■ INSTRUCTION
Please recast every line of the entries below as a Markdown table with the columns "Row" (a running row number) and "Line" (the text), skipping blank lines. Leave the pictures out of your answer.

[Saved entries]
# # #

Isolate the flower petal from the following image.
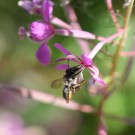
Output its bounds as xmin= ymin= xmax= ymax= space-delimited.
xmin=89 ymin=65 xmax=106 ymax=86
xmin=42 ymin=0 xmax=53 ymax=23
xmin=54 ymin=58 xmax=68 ymax=62
xmin=66 ymin=55 xmax=83 ymax=64
xmin=36 ymin=43 xmax=50 ymax=65
xmin=56 ymin=64 xmax=69 ymax=70
xmin=54 ymin=43 xmax=71 ymax=55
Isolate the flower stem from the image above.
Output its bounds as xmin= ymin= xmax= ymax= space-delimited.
xmin=110 ymin=0 xmax=134 ymax=82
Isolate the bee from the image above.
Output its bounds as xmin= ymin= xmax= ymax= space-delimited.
xmin=51 ymin=66 xmax=84 ymax=103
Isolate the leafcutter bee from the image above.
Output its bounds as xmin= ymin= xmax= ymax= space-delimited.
xmin=51 ymin=66 xmax=84 ymax=103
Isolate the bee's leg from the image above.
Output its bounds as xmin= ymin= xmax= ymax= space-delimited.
xmin=74 ymin=80 xmax=84 ymax=91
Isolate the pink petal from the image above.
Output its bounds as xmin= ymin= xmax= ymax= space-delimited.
xmin=88 ymin=65 xmax=106 ymax=86
xmin=56 ymin=64 xmax=69 ymax=70
xmin=66 ymin=55 xmax=83 ymax=64
xmin=54 ymin=58 xmax=68 ymax=62
xmin=36 ymin=43 xmax=50 ymax=65
xmin=42 ymin=0 xmax=53 ymax=23
xmin=82 ymin=54 xmax=92 ymax=66
xmin=54 ymin=43 xmax=71 ymax=55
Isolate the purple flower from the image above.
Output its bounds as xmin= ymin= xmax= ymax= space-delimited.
xmin=18 ymin=0 xmax=42 ymax=14
xmin=18 ymin=0 xmax=104 ymax=65
xmin=54 ymin=44 xmax=106 ymax=86
xmin=29 ymin=21 xmax=54 ymax=42
xmin=18 ymin=0 xmax=55 ymax=65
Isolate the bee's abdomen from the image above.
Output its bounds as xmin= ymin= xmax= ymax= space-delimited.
xmin=63 ymin=85 xmax=72 ymax=103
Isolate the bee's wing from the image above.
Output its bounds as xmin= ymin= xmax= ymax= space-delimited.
xmin=51 ymin=78 xmax=63 ymax=89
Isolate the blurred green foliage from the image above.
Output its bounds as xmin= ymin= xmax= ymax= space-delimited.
xmin=0 ymin=0 xmax=135 ymax=135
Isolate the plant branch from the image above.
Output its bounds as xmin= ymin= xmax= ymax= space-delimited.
xmin=110 ymin=0 xmax=134 ymax=82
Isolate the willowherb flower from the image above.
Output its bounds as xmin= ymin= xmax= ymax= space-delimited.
xmin=54 ymin=44 xmax=105 ymax=86
xmin=18 ymin=0 xmax=104 ymax=65
xmin=18 ymin=0 xmax=54 ymax=65
xmin=18 ymin=0 xmax=43 ymax=14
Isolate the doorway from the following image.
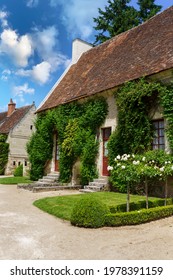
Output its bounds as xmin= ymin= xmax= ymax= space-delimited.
xmin=102 ymin=127 xmax=111 ymax=176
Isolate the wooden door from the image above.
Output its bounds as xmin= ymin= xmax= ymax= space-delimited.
xmin=102 ymin=127 xmax=111 ymax=176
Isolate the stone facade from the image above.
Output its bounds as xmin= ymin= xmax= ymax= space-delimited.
xmin=0 ymin=99 xmax=36 ymax=175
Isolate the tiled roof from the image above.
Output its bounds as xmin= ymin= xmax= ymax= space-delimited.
xmin=0 ymin=105 xmax=33 ymax=134
xmin=37 ymin=6 xmax=173 ymax=112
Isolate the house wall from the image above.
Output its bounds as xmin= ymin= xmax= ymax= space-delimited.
xmin=5 ymin=105 xmax=36 ymax=175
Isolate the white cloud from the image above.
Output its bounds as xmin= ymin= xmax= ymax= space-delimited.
xmin=26 ymin=0 xmax=39 ymax=8
xmin=1 ymin=69 xmax=12 ymax=81
xmin=0 ymin=10 xmax=8 ymax=27
xmin=32 ymin=61 xmax=51 ymax=84
xmin=56 ymin=0 xmax=107 ymax=40
xmin=16 ymin=55 xmax=70 ymax=85
xmin=13 ymin=83 xmax=35 ymax=102
xmin=16 ymin=61 xmax=51 ymax=84
xmin=0 ymin=29 xmax=33 ymax=67
xmin=31 ymin=26 xmax=58 ymax=60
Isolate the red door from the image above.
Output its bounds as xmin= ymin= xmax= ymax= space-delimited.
xmin=55 ymin=135 xmax=59 ymax=171
xmin=102 ymin=127 xmax=111 ymax=176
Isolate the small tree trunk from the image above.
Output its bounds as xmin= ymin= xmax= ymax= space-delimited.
xmin=145 ymin=176 xmax=148 ymax=209
xmin=127 ymin=183 xmax=130 ymax=212
xmin=164 ymin=177 xmax=168 ymax=206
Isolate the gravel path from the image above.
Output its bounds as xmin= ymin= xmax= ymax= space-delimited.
xmin=0 ymin=185 xmax=173 ymax=260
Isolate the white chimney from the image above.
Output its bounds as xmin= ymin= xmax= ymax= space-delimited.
xmin=72 ymin=39 xmax=92 ymax=64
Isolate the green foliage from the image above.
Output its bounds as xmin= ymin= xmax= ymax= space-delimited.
xmin=110 ymin=198 xmax=173 ymax=213
xmin=94 ymin=0 xmax=162 ymax=43
xmin=137 ymin=0 xmax=162 ymax=23
xmin=108 ymin=150 xmax=173 ymax=192
xmin=14 ymin=164 xmax=23 ymax=177
xmin=27 ymin=97 xmax=108 ymax=184
xmin=0 ymin=134 xmax=9 ymax=175
xmin=105 ymin=205 xmax=173 ymax=226
xmin=54 ymin=97 xmax=108 ymax=185
xmin=160 ymin=84 xmax=173 ymax=153
xmin=71 ymin=196 xmax=109 ymax=228
xmin=108 ymin=79 xmax=167 ymax=164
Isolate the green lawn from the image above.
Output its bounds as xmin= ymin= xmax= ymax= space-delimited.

# # #

■ EXERCISE OUTPUT
| Row | Line |
|---|---|
| 1 | Isolate the flower petal from the following image. |
| 2 | Output its bounds as xmin= ymin= xmax= ymax= space-delimited. |
| 3 | xmin=89 ymin=65 xmax=106 ymax=86 |
| 4 | xmin=42 ymin=0 xmax=53 ymax=23 |
| 5 | xmin=54 ymin=58 xmax=68 ymax=62 |
| 6 | xmin=66 ymin=55 xmax=83 ymax=64 |
| 7 | xmin=36 ymin=43 xmax=50 ymax=65 |
| 8 | xmin=56 ymin=64 xmax=69 ymax=70 |
| 9 | xmin=54 ymin=43 xmax=71 ymax=55 |
| 10 | Isolate the flower stem from the image above. |
| 11 | Output its bounds as xmin= ymin= xmax= ymax= space-delimited. |
| 12 | xmin=110 ymin=0 xmax=134 ymax=82 |
| 13 | Isolate the bee from the image above. |
| 14 | Output its bounds as xmin= ymin= xmax= ymax= space-delimited. |
| 15 | xmin=51 ymin=66 xmax=84 ymax=103 |
| 16 | Isolate the leafcutter bee from the image above. |
| 17 | Output its bounds as xmin= ymin= xmax= ymax= space-delimited. |
| 18 | xmin=51 ymin=66 xmax=84 ymax=103 |
| 19 | Isolate the bee's leg from the image above. |
| 20 | Output its bounds as xmin= ymin= xmax= ymax= space-delimited. |
| 21 | xmin=74 ymin=80 xmax=84 ymax=91 |
| 22 | Isolate the pink petal from the image above. |
| 23 | Output its bounds as xmin= ymin= xmax= ymax= space-delimited. |
| 24 | xmin=88 ymin=65 xmax=106 ymax=86 |
| 25 | xmin=56 ymin=64 xmax=69 ymax=70 |
| 26 | xmin=66 ymin=55 xmax=83 ymax=64 |
| 27 | xmin=54 ymin=58 xmax=68 ymax=62 |
| 28 | xmin=36 ymin=43 xmax=50 ymax=65 |
| 29 | xmin=42 ymin=0 xmax=53 ymax=23 |
| 30 | xmin=82 ymin=54 xmax=92 ymax=66 |
| 31 | xmin=54 ymin=43 xmax=71 ymax=55 |
| 32 | Isolate the purple flower from the image above. |
| 33 | Output its bounds as xmin= ymin= xmax= ymax= space-delimited. |
| 34 | xmin=18 ymin=0 xmax=42 ymax=14 |
| 35 | xmin=18 ymin=0 xmax=104 ymax=65 |
| 36 | xmin=54 ymin=44 xmax=106 ymax=86 |
| 37 | xmin=29 ymin=21 xmax=54 ymax=42 |
| 38 | xmin=18 ymin=0 xmax=55 ymax=65 |
| 39 | Isolate the bee's abdomen from the image above. |
| 40 | Output its bounds as xmin= ymin= xmax= ymax= space-delimited. |
| 41 | xmin=63 ymin=85 xmax=72 ymax=103 |
| 42 | Isolate the bee's wing from the image above. |
| 43 | Output its bounds as xmin= ymin= xmax= ymax= space-delimited. |
| 44 | xmin=51 ymin=78 xmax=63 ymax=89 |
| 45 | Isolate the blurred green foliage from the image above. |
| 46 | Output its bounds as xmin= ymin= xmax= ymax= space-delimited. |
| 47 | xmin=0 ymin=0 xmax=135 ymax=135 |
| 48 | Isolate the plant branch from the image above. |
| 49 | Output its bounds as xmin= ymin= xmax= ymax= space-delimited. |
| 50 | xmin=110 ymin=0 xmax=134 ymax=82 |
| 51 | Isolate the willowherb flower from the image above. |
| 52 | Output its bounds as xmin= ymin= xmax= ymax= space-delimited. |
| 53 | xmin=54 ymin=44 xmax=105 ymax=86 |
| 54 | xmin=18 ymin=0 xmax=104 ymax=65 |
| 55 | xmin=18 ymin=0 xmax=54 ymax=65 |
| 56 | xmin=18 ymin=0 xmax=43 ymax=14 |
| 57 | Isolate the doorway from the following image. |
| 58 | Output its bounds as xmin= ymin= xmax= ymax= space-delimited. |
| 59 | xmin=102 ymin=127 xmax=111 ymax=176 |
| 60 | Isolate the wooden door from the image above. |
| 61 | Output its bounds as xmin= ymin= xmax= ymax= space-delimited. |
| 62 | xmin=102 ymin=127 xmax=111 ymax=176 |
| 63 | Isolate the stone facade from the image above. |
| 64 | Output its bounds as xmin= ymin= xmax= ymax= space-delimited. |
| 65 | xmin=0 ymin=99 xmax=36 ymax=175 |
| 66 | Isolate the tiled roof from the image above. |
| 67 | Output its bounds as xmin= ymin= xmax= ymax= space-delimited. |
| 68 | xmin=0 ymin=105 xmax=33 ymax=134 |
| 69 | xmin=37 ymin=6 xmax=173 ymax=112 |
| 70 | Isolate the house wall from the image above. |
| 71 | Output its bounds as xmin= ymin= xmax= ymax= space-delimited. |
| 72 | xmin=5 ymin=105 xmax=36 ymax=175 |
| 73 | Isolate the white cloud from the image above. |
| 74 | Output its bounds as xmin= ymin= xmax= ymax= space-delimited. |
| 75 | xmin=26 ymin=0 xmax=39 ymax=8 |
| 76 | xmin=1 ymin=69 xmax=12 ymax=81 |
| 77 | xmin=0 ymin=10 xmax=8 ymax=27 |
| 78 | xmin=32 ymin=61 xmax=51 ymax=84 |
| 79 | xmin=56 ymin=0 xmax=107 ymax=40 |
| 80 | xmin=16 ymin=55 xmax=70 ymax=85 |
| 81 | xmin=13 ymin=83 xmax=35 ymax=102 |
| 82 | xmin=16 ymin=61 xmax=51 ymax=84 |
| 83 | xmin=0 ymin=29 xmax=33 ymax=67 |
| 84 | xmin=31 ymin=26 xmax=58 ymax=60 |
| 85 | Isolate the red door from the image above. |
| 86 | Output its bounds as xmin= ymin= xmax= ymax= space-delimited. |
| 87 | xmin=55 ymin=135 xmax=59 ymax=171 |
| 88 | xmin=102 ymin=127 xmax=111 ymax=176 |
| 89 | Isolate the small tree trunk from the image above. |
| 90 | Output its bounds as xmin= ymin= xmax= ymax= space-delimited. |
| 91 | xmin=145 ymin=176 xmax=148 ymax=209 |
| 92 | xmin=127 ymin=183 xmax=130 ymax=212 |
| 93 | xmin=164 ymin=177 xmax=168 ymax=206 |
| 94 | Isolate the gravel path from the image above. |
| 95 | Output its bounds as xmin= ymin= xmax= ymax= space-delimited. |
| 96 | xmin=0 ymin=185 xmax=173 ymax=260 |
| 97 | Isolate the white chimney from the image above. |
| 98 | Output its bounds as xmin= ymin= xmax= ymax= space-delimited. |
| 99 | xmin=72 ymin=39 xmax=92 ymax=64 |
| 100 | Isolate the green foliage from the image above. |
| 101 | Output its bounds as xmin= ymin= xmax= ymax= space-delimited. |
| 102 | xmin=110 ymin=198 xmax=173 ymax=213 |
| 103 | xmin=94 ymin=0 xmax=162 ymax=43 |
| 104 | xmin=137 ymin=0 xmax=162 ymax=23 |
| 105 | xmin=108 ymin=150 xmax=173 ymax=192 |
| 106 | xmin=14 ymin=164 xmax=23 ymax=177 |
| 107 | xmin=27 ymin=97 xmax=108 ymax=184 |
| 108 | xmin=0 ymin=134 xmax=9 ymax=175 |
| 109 | xmin=105 ymin=205 xmax=173 ymax=226 |
| 110 | xmin=54 ymin=97 xmax=108 ymax=185 |
| 111 | xmin=160 ymin=84 xmax=173 ymax=153 |
| 112 | xmin=71 ymin=196 xmax=109 ymax=228 |
| 113 | xmin=108 ymin=79 xmax=167 ymax=164 |
| 114 | Isolate the green lawn from the image above. |
| 115 | Output its bounds as xmin= ymin= xmax= ymax= space-delimited. |